Entries from a pointing dataset:
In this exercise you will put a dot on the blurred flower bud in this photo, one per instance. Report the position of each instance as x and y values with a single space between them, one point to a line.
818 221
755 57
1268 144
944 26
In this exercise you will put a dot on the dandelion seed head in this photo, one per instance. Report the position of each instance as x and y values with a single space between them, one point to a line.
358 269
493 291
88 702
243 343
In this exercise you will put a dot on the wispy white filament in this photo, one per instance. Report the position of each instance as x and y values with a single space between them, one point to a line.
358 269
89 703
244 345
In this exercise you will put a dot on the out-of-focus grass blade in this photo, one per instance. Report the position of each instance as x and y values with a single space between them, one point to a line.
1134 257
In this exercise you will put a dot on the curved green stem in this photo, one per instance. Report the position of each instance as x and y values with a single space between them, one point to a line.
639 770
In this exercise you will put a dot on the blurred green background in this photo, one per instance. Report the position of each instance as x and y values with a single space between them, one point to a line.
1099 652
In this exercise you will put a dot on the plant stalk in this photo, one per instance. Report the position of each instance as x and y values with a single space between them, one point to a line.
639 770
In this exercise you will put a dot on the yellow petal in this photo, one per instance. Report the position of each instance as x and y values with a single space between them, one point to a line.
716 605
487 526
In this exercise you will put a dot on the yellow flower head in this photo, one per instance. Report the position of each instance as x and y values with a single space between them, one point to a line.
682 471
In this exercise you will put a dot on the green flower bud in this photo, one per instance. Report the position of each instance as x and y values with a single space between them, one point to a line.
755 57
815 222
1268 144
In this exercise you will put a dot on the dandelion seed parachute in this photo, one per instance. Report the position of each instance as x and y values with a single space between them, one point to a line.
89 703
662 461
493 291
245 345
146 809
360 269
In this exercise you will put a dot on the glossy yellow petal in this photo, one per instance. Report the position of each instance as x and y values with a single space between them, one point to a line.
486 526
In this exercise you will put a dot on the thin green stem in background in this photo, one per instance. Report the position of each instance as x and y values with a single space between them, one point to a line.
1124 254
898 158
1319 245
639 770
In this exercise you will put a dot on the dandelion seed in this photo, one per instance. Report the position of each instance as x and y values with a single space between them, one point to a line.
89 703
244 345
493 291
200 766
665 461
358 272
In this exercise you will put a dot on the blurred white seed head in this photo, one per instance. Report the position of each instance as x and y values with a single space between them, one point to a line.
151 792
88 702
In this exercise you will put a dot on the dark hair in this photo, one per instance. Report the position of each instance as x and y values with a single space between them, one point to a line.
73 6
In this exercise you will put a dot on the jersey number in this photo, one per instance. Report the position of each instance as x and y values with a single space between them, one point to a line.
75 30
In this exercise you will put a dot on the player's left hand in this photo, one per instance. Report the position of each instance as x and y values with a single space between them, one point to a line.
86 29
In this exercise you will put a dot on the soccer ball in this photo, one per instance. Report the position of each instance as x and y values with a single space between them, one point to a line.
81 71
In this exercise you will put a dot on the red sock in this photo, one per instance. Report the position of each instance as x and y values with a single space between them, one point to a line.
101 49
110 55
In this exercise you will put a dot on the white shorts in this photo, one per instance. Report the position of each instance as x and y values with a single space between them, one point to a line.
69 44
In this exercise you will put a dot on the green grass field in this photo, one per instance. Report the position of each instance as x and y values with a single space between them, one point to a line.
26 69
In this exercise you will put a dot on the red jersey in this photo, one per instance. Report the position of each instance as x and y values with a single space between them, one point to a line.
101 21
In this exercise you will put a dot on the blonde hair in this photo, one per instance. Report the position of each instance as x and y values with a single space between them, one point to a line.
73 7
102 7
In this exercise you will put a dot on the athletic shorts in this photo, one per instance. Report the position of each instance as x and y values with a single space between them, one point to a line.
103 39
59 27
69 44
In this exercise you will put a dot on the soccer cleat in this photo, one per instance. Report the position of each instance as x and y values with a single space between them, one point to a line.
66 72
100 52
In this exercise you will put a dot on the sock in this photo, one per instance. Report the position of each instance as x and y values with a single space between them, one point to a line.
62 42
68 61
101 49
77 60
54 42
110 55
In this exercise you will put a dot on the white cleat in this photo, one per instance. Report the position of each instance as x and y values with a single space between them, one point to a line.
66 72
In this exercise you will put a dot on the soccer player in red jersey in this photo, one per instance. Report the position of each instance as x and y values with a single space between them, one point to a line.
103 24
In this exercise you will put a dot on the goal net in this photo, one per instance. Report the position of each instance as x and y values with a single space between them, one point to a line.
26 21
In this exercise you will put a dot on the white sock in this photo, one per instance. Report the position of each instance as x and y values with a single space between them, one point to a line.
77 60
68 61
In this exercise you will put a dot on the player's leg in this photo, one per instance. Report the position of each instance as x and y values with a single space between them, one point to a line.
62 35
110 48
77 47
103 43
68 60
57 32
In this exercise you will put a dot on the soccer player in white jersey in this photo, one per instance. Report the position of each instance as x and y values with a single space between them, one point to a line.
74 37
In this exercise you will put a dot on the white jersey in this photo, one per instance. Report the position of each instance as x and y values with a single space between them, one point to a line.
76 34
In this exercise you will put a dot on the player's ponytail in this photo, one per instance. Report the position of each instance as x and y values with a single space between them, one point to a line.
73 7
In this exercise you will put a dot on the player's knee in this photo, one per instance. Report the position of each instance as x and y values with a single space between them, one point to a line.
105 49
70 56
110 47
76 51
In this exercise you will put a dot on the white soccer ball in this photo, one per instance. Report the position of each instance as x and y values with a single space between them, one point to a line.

DIRECTIONS FOR THIS TASK: Every line above needs to be retyped exactly.

RESULT OF THIS TASK:
In this exercise you will put a dot on the blurred flower bud in this photo, one per instance. Report the position of each instance as x and y values with a single space between them, one point to a line.
818 221
755 57
1268 144
944 26
In this exercise you will put a dot on the dandelion seed head in this photo, one per instance. Report the position of each instance as x and y values with a single space between them, one point to a line.
358 269
493 291
88 702
243 343
In this exercise you will put a dot on the wispy white filament in this photo, one per instance. Report the position of each instance as x and y values with a single space between them, one point to a line.
358 269
89 703
244 345
In this exercise you will put a dot on the out-of-focus grass blade in this photo, one per instance. Report the position of each instance as x and y values with a single space between them, one point to a line.
1134 257
In this exercise you will put a dot on the curved green stem in this photo, one per instance. Report the position of each instance as x and y values with a single space between them, one point to a line.
639 770
In this exercise you will put a dot on the blurred green background in this photo, one per instance. Report the position of each instance as x and y values with a single space between them, one point to a line.
1099 652
In this exercise you will put a dot on the plant stalk in this photo, one per instance. Report the position of each instance as x and y values with a single space between them, one point to a line.
639 770
In this exercise you will put a dot on the yellow petal in this photo, one per instance. Report the position of each instance as x and y values with a single space between them, one point to a line.
716 605
487 526
In this exercise you will put a dot on the yellow flower head in this photo, one per instance. Report the position of each instance as x and y values with a single space between them, one point to a line.
682 471
In this exercise you will put a dot on the green flower bud in this photo, one per instance. Report the position of each instance as x and y values with a single space between them, one point to a line.
755 57
815 222
1268 144
In this exercise you will put a dot on the dandelion seed parachute in this photo, one per instance. Report the position of each instance as x and y values with a single space between them, one point to a line.
89 703
662 461
493 291
245 345
146 809
360 269
In this exercise you will put a dot on the glossy yellow petal in this photo, one per instance. Report the position of each instance as x and y values with a single space between them, one point to a line.
486 526
In this exercise you will put a dot on the thin green stem in background in this photo, one per instance. Report the position of each instance as x and y values with a single space between them, one point to a line.
1124 254
898 158
1319 245
639 770
In this exercise you will put a dot on the dandelion seed in this photo, one per instance. Report the position of each instance as x and y values with a single space between them, one point to a line.
89 703
244 345
493 291
200 766
665 461
358 272
In this exercise you will put a dot on the blurred white seed head in this photo, one per instance. Report the position of each instance as x and y values with a single space between them, one point to a line.
151 792
88 702
In this exercise you will put a dot on the dark hair in this photo, one per instance. Report the position of each instance as x and y values with a single space between them, one point to a line.
73 6
In this exercise you will put a dot on the jersey number in this photo, one per instance. Report the position of each instance as x and y values with a single space between them, one point to a line.
75 30
In this exercise you will put a dot on the player's left hand in this photo, one per instance. Report the position of each instance as x and y values with a single space between them, one point to a line.
86 29
In this exercise you will put a dot on the soccer ball in this photo, one per instance. Report the position of each instance as x and y values with a single space between them, one point to a line.
81 71
In this exercise you will put a dot on the red sock in this photo, one per instance. Report the position of each instance as x and y values with a single space between them, one point to a line.
101 49
110 55
In this exercise you will put a dot on the white shorts in this photo, one per instance. Report the position of each instance as x and y values with a single space between them, one point to a line.
69 44
In this exercise you will put a dot on the green grass field in this photo, one per instance. Report the position of each instance as x and y values with a single space between them, one point to a line.
26 69
In this exercise you will put a dot on the red jersey in this photo, one per instance. Report the position of each instance as x and y values with a single space between them, one point to a line.
101 21
In this exercise you will put a dot on the blonde hair in this photo, one per instance. Report the position of each instance as x and y values with a single space between them, one point to a line.
73 7
102 7
In this exercise you will put a dot on the athletic shorts in this photo, one per instance. Report the position of each instance as x and y values with a single space between them, one point to a line.
103 39
59 27
69 44
In this exercise you will put a dot on the soccer cleat in this photo, one per instance. Report the position of each instance as x and y values with a single space between them, one point to a line.
66 72
100 52
In this exercise you will put a dot on the sock in this photo, one per instance. Report the position of each instance as x and y values with a single space between them, one point to a line.
62 42
68 61
101 49
77 60
54 42
110 55
In this exercise you will put a dot on the white cleat in this photo, one per instance. Report the position of each instance as x and y values with a single space between them, one point to a line.
66 72
In this exercise you will put a dot on the soccer player in red jersey in this photo, one per instance. Report the position of each instance as x and y values with a single space between them, one point to a line.
103 24
In this exercise you will put a dot on the goal net in this photo, one per instance. Report the position of each instance as x and y values with a single space between them, one point to a line.
26 21
In this exercise you will put a dot on the white sock in this photo, one per instance. Report the position of each instance as x and y values with a single space between them, one point to a line.
77 60
68 61
In this exercise you will put a dot on the player's leg in this photo, one per instance. Report the position of each instance as x and y values with a single space between them, one point to a line.
62 35
110 48
77 47
103 43
68 60
57 32
In this exercise you will put a dot on the soccer player in white jersey in this photo, one per instance. Report the position of each instance as x and y values with a single space between them, one point to a line.
74 37
In this exercise you will put a dot on the white jersey in this photo, one per instance. Report the position of each instance as x and y values with a single space between them, one point to a line.
76 34
In this exercise you will put a dot on the player's ponytail in this photo, one per instance. Report the position of each instance as x and y values with a single space between them, one point to a line.
73 7
In this exercise you will put a dot on the player's knee in this photo, one per instance. Report the position of each instance as x and y values with a single space between them, one point to a line.
105 49
70 56
110 47
76 51
In this exercise you will put a dot on the white soccer ball in this photo, one per instance. Report the position of each instance as x and y values with a single space between them, one point to a line.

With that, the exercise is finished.